• Direction: Reproduce the records below, swapping every "Visual grounding" for "Object localization" and leaving everything else unchanged.

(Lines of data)
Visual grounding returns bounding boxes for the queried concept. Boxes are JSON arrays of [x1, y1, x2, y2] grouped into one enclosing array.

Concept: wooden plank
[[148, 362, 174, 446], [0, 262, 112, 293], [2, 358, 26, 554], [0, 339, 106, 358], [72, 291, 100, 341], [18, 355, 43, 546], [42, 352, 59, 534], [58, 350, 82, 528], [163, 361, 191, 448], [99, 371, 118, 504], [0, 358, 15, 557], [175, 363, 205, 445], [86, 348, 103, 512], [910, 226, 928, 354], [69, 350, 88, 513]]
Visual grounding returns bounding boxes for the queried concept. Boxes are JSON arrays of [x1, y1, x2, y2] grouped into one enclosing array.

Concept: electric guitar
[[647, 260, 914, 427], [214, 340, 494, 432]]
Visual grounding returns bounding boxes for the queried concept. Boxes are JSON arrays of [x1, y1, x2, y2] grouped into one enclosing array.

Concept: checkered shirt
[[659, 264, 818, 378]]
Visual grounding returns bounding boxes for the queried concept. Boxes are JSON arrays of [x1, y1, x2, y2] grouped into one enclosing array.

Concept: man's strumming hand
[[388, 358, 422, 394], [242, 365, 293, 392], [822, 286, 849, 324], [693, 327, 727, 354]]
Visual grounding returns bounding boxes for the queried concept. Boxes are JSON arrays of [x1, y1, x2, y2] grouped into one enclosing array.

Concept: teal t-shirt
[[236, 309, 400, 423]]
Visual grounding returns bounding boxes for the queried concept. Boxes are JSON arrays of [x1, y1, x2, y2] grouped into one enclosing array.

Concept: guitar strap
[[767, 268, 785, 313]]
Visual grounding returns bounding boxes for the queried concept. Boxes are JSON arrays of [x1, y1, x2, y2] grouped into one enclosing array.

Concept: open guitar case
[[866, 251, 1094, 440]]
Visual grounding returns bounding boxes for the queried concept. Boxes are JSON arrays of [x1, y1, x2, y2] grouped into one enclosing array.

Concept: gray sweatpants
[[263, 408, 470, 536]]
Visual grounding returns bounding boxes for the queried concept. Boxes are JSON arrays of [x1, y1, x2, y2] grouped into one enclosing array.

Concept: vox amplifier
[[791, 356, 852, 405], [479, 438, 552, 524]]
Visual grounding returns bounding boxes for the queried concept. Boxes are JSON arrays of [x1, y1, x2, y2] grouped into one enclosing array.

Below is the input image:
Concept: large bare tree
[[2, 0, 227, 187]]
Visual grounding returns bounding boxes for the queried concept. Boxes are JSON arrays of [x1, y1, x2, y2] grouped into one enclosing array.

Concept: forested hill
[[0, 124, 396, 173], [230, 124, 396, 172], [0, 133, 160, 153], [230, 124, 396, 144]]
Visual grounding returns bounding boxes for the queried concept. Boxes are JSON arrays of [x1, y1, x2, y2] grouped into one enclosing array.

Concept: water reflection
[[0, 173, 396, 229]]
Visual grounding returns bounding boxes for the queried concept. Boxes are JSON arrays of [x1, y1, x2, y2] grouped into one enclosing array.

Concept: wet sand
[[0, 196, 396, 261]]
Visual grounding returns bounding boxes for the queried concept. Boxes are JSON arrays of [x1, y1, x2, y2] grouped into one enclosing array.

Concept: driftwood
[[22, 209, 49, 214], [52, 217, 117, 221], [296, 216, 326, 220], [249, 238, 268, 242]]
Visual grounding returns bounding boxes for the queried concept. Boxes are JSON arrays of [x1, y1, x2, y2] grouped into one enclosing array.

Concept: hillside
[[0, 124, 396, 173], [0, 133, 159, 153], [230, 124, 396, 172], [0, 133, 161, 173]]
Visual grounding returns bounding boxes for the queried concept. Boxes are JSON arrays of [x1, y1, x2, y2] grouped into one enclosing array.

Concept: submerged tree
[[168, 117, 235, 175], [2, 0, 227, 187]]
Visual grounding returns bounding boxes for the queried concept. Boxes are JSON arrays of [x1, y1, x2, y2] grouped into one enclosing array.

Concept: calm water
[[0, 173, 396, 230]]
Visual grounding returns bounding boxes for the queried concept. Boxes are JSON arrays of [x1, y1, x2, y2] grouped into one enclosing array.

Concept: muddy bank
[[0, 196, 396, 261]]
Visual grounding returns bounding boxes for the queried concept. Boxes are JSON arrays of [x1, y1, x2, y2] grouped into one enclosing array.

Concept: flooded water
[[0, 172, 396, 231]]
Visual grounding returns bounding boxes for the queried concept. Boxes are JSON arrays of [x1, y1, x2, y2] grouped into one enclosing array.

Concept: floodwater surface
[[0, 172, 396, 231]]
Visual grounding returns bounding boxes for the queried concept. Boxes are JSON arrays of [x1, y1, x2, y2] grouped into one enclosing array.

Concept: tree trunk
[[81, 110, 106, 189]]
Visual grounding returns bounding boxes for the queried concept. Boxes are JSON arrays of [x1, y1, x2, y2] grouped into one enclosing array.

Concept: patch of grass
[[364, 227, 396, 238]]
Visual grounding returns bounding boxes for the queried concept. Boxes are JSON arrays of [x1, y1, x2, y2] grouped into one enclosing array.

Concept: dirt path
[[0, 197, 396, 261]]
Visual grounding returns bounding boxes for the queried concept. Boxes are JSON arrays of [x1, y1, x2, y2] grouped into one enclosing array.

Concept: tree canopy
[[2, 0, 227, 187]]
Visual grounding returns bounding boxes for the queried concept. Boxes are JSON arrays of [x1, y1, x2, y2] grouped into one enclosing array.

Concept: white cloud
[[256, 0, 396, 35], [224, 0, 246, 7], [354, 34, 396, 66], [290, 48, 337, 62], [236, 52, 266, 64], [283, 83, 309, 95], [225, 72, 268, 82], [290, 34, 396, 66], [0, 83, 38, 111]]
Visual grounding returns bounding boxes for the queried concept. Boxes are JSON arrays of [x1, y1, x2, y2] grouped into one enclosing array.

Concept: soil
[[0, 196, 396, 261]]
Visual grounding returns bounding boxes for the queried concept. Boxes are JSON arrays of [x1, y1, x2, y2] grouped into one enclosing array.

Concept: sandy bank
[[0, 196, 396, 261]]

• Result:
Object localization returns bounding boxes for the queried concept. Boxes are JSON arrays of [x1, y1, x2, y2] grouped into one enclosing array.

Concept: wooden plank
[[148, 362, 174, 446], [0, 262, 112, 293], [2, 358, 26, 554], [0, 339, 106, 358], [72, 291, 100, 341], [18, 355, 43, 546], [42, 352, 59, 534], [58, 350, 82, 528], [163, 361, 191, 448], [99, 371, 118, 504], [0, 358, 15, 557], [175, 363, 205, 445], [86, 348, 103, 512], [910, 226, 928, 354], [69, 350, 88, 513]]
Object localization returns bounding boxes for the queried concept. Boxes are JSON arrays of [x1, y1, x2, y2] grouped into one enclosing array.

Concept: electric guitar
[[647, 260, 914, 427], [214, 340, 494, 432]]
Object localization returns bounding boxes for the queried concept. Boxes are JSON arrays of [x1, y1, x2, y2] grouped into one enclosing array.

Concept: checkered shirt
[[659, 264, 818, 378]]
Object localization returns bounding boxes for the queried concept. Boxes are JSON arrays of [x1, y1, x2, y2] grouped into one enclosing array.

Concept: man's strumming hand
[[388, 358, 422, 394], [242, 365, 293, 392], [822, 286, 849, 324], [693, 327, 727, 354]]
Object localization returns bounding boxes for the queried concept. Boxes are JSON arrays of [x1, y1, x2, y2] grouped into one enclosing array.

Concept: teal t-shirt
[[236, 309, 400, 423]]
Object localization returns bounding boxes for the queried concept. Boxes are JSON arrays of [x1, y1, x2, y2] grouped into one enclosing array.

Concept: guitar strap
[[767, 268, 785, 313]]
Object localization returns bounding boxes for the queried concept. Boxes are JSON arrays of [x1, y1, x2, y2] grouped into one enclosing array.

Concept: open guitar case
[[866, 251, 1094, 440]]
Object localization returns bounding boxes for the queried concept. Boxes are JSON arrays of [x1, y1, x2, y2] grouped into one enclosing array.

Concept: gray sweatpants
[[263, 408, 470, 536]]
Object localization returns bounding boxes for the queried concept. Boxes are JSON arrays of [x1, y1, x2, y2] grouped into one enclosing array.

Concept: vox amplifier
[[791, 356, 852, 405], [479, 438, 552, 524]]
Object localization returns bounding boxes for the queried concept. Boxes are JSON arrays of [x1, y1, x2, y2] grouped into one enclosing array.

Below is the input image:
Concept: large bare tree
[[2, 0, 227, 187]]
Object localization returns bounding boxes for the queried concept. Boxes are JSON arrays of [x1, y1, x2, y2] grouped into one enclosing array.

Concept: forested hill
[[0, 124, 396, 173], [230, 124, 396, 172], [0, 133, 160, 153], [230, 124, 396, 144]]
Object localization returns bounding boxes for the queried concept. Boxes are JSON arrays of [x1, y1, x2, y2] grouped into one enclosing array.

Concept: water reflection
[[0, 173, 396, 229]]
Object localization returns bounding boxes for the queried concept. Boxes are JSON arrays of [x1, y1, x2, y2] grouped into one enclosing array.

Concept: wet sand
[[0, 196, 396, 261]]
Object localization returns bounding boxes for the queried concept. Boxes are JSON arrays of [x1, y1, x2, y2] grouped into one enclosing array.

Concept: driftwood
[[22, 209, 49, 214], [52, 217, 117, 221], [296, 216, 326, 220], [249, 238, 268, 242]]
Object localization returns bounding boxes for the queried concept. Boxes are JSON arrays of [x1, y1, x2, y2] grouped into one enclosing array.

Concept: hillside
[[0, 124, 396, 173], [0, 133, 159, 153], [230, 124, 396, 172], [0, 133, 161, 173]]
Object localization returns bounding boxes for the queried concept. Boxes are JSON arrays of [x1, y1, x2, y2] grouped into one enclosing array.

Concept: submerged tree
[[168, 117, 235, 175], [2, 0, 227, 187]]
Object localization returns bounding boxes for the queried concept. Boxes are JSON arrays of [x1, y1, x2, y2] grouped into one enclosing array.

Concept: calm water
[[0, 173, 396, 230]]
Object localization returns bounding boxes for the queried concept. Boxes are JSON arrays of [x1, y1, x2, y2] grouped into one enclosing array.

Concept: muddy bank
[[0, 196, 396, 261]]
Object localization returns bounding boxes for the queried concept. Boxes are JSON arrays of [x1, y1, x2, y2] grouped into one enclosing array.

Concept: flooded water
[[0, 172, 396, 231]]
Object localization returns bounding boxes for the queried concept. Boxes are JSON arrays of [x1, y1, x2, y2] grouped into one enclosing array.

Concept: floodwater surface
[[0, 172, 396, 231]]
Object localization returns bounding boxes for the queried concept. Boxes are JSON arrays of [x1, y1, x2, y2] grouped into one enclosing array.

Concept: tree trunk
[[81, 110, 106, 189]]
Object localization returns bounding boxes for the queried concept. Boxes are JSON arrays of [x1, y1, x2, y2] grouped into one enclosing array.

Concept: patch of grass
[[364, 227, 396, 238]]
Object localization returns bounding boxes for the queried concept. Boxes are JSON arrays of [x1, y1, x2, y2] grouped into one enclosing array.

Concept: dirt path
[[0, 197, 396, 261]]
Object localization returns bounding boxes for the queried concept. Boxes are JSON arrays of [x1, y1, x2, y2] grouped into one enclosing array.

Concept: tree canopy
[[2, 0, 227, 187]]
Object localization returns bounding boxes for the queried concept. Boxes are JSON arrays of [x1, y1, x2, y2] grouped into one enclosing array.

Concept: white cloud
[[256, 0, 396, 35], [224, 0, 246, 7], [354, 34, 396, 66], [290, 48, 337, 62], [236, 52, 266, 64], [283, 83, 309, 95], [225, 72, 268, 82], [290, 34, 396, 66], [0, 83, 38, 111]]
Object localization returns bounding boxes for the queried concept. Boxes are JSON arrays of [x1, y1, x2, y2] grouped into one enclosing array.

Concept: soil
[[0, 196, 396, 261]]
Object localization returns bounding boxes for the queried concept. Boxes are JSON arrays of [x1, y1, x2, y2] grouped into one enclosing array.

Concept: sandy bank
[[0, 196, 396, 261]]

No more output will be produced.